─── Data to use ───

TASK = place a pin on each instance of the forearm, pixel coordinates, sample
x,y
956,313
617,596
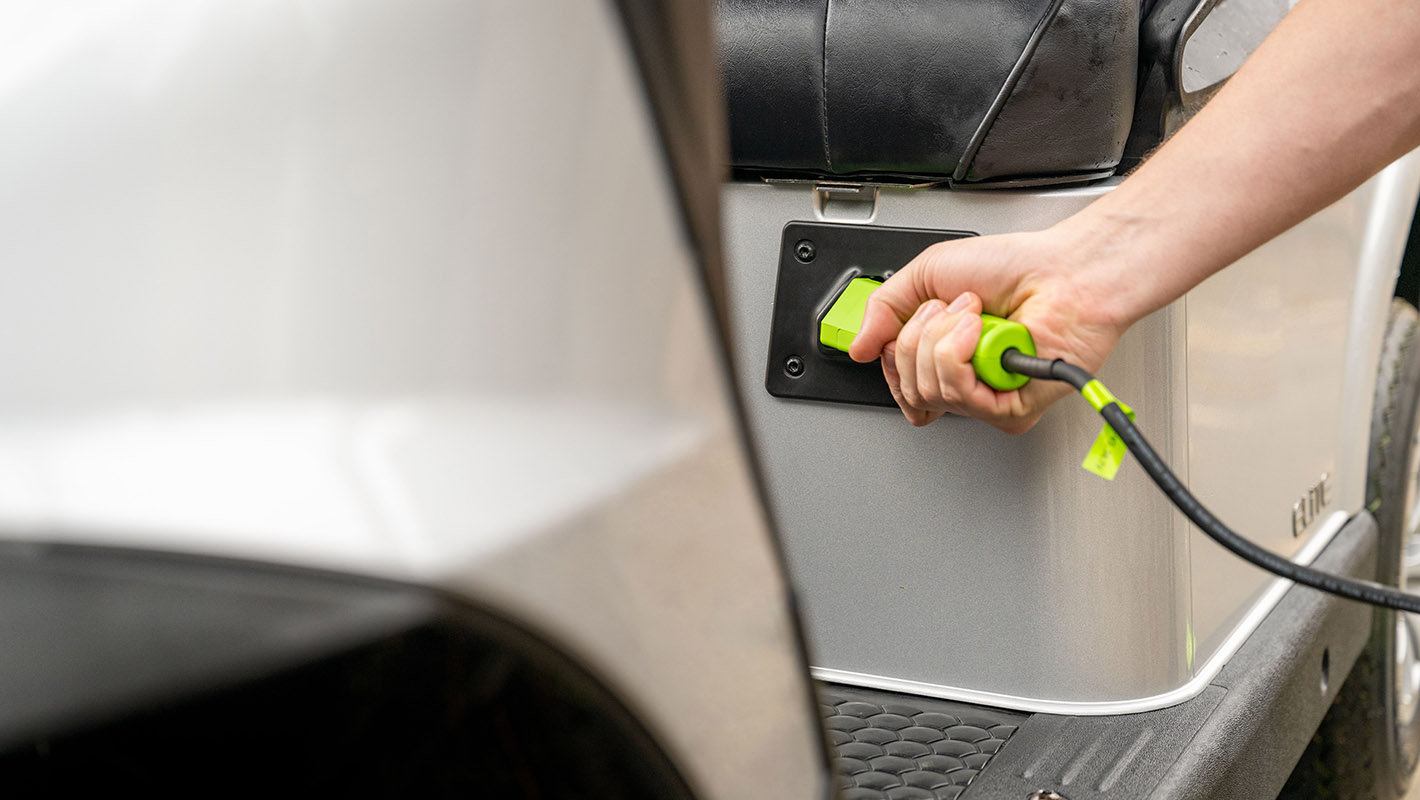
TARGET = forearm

───
─── Data to use ───

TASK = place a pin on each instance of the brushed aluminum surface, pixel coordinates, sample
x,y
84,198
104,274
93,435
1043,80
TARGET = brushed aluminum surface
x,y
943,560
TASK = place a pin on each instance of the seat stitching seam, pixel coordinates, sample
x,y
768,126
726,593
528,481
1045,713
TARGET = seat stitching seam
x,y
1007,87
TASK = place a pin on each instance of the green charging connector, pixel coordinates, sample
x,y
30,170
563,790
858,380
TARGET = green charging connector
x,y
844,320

───

**Your objective:** When you reach the line with "forearm, pixel coordinates, sample" in the records above, begin repeating the lines exactly, and stop after the line with "TARGET = forearm". Skip all pictures.

**Result of this task:**
TASK = place a pin on each instance of the forearm, pixel coordinates, sample
x,y
956,313
617,596
TARGET = forearm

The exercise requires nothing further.